[Stored data entries]

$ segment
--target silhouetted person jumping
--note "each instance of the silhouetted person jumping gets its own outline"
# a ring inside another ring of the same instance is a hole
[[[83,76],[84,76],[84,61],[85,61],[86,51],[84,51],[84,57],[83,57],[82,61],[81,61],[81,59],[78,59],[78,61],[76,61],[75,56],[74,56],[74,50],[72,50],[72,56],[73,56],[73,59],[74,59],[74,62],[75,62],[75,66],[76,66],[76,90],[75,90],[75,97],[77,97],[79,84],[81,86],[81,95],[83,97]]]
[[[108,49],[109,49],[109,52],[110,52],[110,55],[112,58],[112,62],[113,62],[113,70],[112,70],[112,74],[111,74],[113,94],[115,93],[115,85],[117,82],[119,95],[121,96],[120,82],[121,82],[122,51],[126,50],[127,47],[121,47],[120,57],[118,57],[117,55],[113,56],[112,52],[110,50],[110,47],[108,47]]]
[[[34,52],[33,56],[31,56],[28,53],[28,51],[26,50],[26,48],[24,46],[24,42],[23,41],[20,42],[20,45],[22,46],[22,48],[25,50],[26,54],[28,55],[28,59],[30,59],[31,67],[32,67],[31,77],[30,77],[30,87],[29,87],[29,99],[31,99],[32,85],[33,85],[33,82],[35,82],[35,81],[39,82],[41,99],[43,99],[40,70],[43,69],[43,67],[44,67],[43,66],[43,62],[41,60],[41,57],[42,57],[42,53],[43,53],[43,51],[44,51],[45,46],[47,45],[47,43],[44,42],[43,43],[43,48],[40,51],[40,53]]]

[INSTRUCTIONS TO FOLLOW]: From the records above, copy every line that holds the word "silhouetted".

[COMPLETED TASK]:
--target silhouetted person jumping
--note "each instance of the silhouetted person jumping gets its own outline"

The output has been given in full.